***** GIVEN INFORMATION *****

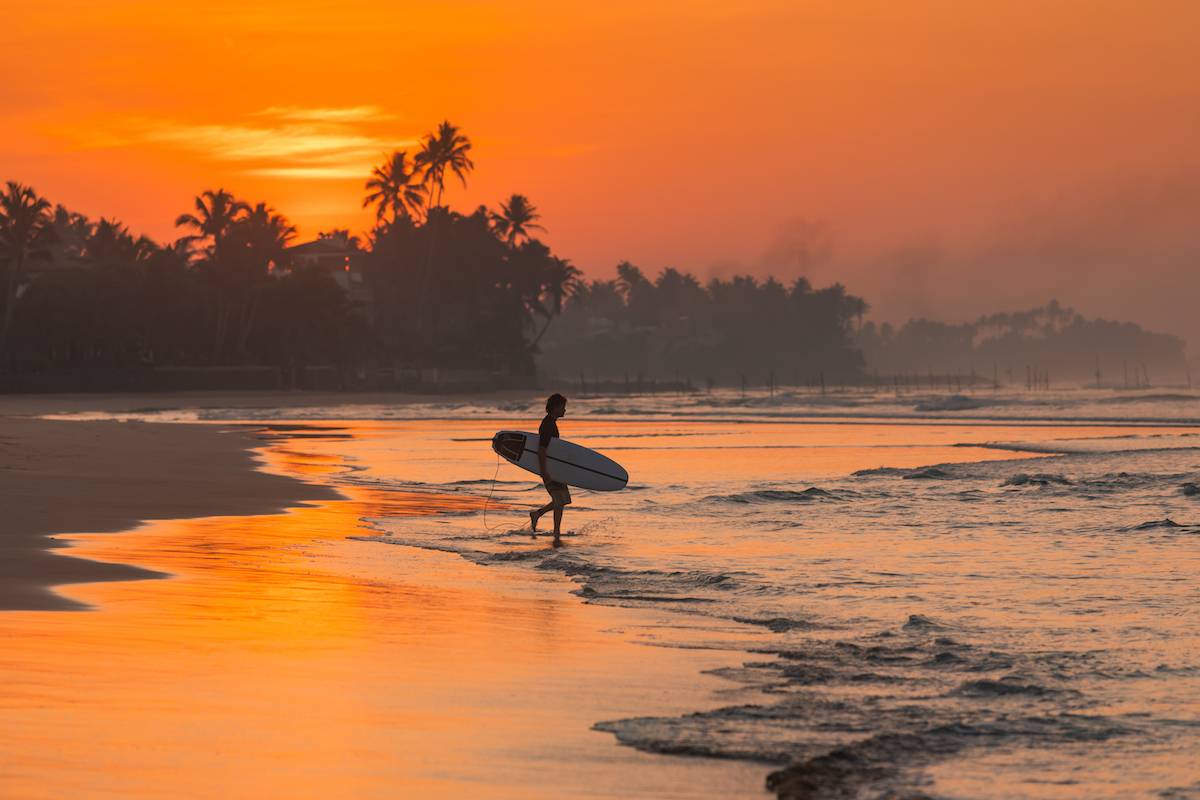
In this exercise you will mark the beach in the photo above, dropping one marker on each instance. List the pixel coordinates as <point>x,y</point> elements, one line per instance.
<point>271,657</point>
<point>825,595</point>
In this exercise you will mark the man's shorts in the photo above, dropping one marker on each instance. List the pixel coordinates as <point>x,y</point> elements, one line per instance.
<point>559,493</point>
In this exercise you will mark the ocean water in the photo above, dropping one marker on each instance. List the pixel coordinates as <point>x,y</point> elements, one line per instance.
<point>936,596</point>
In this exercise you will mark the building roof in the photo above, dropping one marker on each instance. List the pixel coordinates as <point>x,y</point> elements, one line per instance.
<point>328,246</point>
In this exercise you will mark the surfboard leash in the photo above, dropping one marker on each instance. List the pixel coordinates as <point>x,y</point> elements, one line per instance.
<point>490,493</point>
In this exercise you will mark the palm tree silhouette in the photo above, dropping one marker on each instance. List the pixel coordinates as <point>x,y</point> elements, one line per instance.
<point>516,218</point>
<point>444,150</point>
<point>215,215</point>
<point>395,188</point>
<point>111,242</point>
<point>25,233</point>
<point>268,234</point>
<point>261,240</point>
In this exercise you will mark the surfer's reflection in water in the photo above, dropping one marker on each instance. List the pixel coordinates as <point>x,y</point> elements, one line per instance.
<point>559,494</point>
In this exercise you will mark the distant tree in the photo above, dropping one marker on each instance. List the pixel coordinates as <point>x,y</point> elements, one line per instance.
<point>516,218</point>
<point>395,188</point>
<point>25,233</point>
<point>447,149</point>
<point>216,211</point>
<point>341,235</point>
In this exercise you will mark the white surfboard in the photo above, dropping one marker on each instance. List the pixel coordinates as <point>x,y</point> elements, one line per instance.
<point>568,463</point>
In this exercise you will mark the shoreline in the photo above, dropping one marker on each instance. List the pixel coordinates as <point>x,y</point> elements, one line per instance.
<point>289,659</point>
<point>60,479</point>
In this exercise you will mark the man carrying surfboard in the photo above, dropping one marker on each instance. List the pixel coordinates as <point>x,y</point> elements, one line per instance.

*****

*TASK DETAILS:*
Transcribe the data above verbatim, omitting the pictures.

*SOLVED PROBLEM:*
In this exercise you will mark the beach in the photo above, dropping one marker on each instance. List the pixel coordinates as <point>x,y</point> elements, one line per instance.
<point>271,657</point>
<point>825,595</point>
In this exercise you will mark the man's shorts in the photo above, dropping one marker on each instance. List the pixel coordinates as <point>x,y</point> elements, one line per instance.
<point>559,493</point>
In this exercise you will mark the ocean water in the photo above, dropping one marker on each instance. List the pixel coordinates as <point>x,y</point> elements, one line per instance.
<point>936,596</point>
In this exercise you will mark the building roof in the photo above, dropping one marker on each instance. List the pixel coordinates as <point>x,y</point> elements, one line per instance.
<point>328,246</point>
In this exercise you will mark the surfboard leash in the photo above, dropping one marker on each instance. List the pixel coordinates as <point>x,y</point> elements, one line per instance.
<point>490,493</point>
In this exercise you will mark the palm tree silhouette in the photo above, dropping one marker on each instance. List the pixel coordinates as <point>x,y</point> elements, one line per instance.
<point>516,218</point>
<point>444,150</point>
<point>215,215</point>
<point>395,188</point>
<point>111,242</point>
<point>25,233</point>
<point>268,234</point>
<point>261,240</point>
In this exercise you will mark the surfer's reflection in water in the photo above, dropping one marker on each instance. List the pixel coordinates as <point>x,y</point> elements, one line per instance.
<point>559,494</point>
In this exercise you will mark the distant tree in the photo above, dropping one marker on each instance. List the pixel coordinates as <point>x,y</point> elements, one line per instance.
<point>516,218</point>
<point>395,188</point>
<point>25,233</point>
<point>447,149</point>
<point>216,211</point>
<point>341,235</point>
In this exercise you will mark the white surfboard in the photo above, dropping one marker on each instance. List the pixel coordinates as <point>x,y</point> elements, one line per instance.
<point>568,463</point>
In this exercise you will mark the shoreline in the photo above, dropping one marker on each instance. List the pixel coordinates as <point>x,y</point> elements, one line per instance.
<point>289,659</point>
<point>60,479</point>
In this exercise you will mark the man carrying surfboard in the photo above, dropping one marker on each instance. List the pixel coordinates as <point>x,y</point> elements, one line per instance.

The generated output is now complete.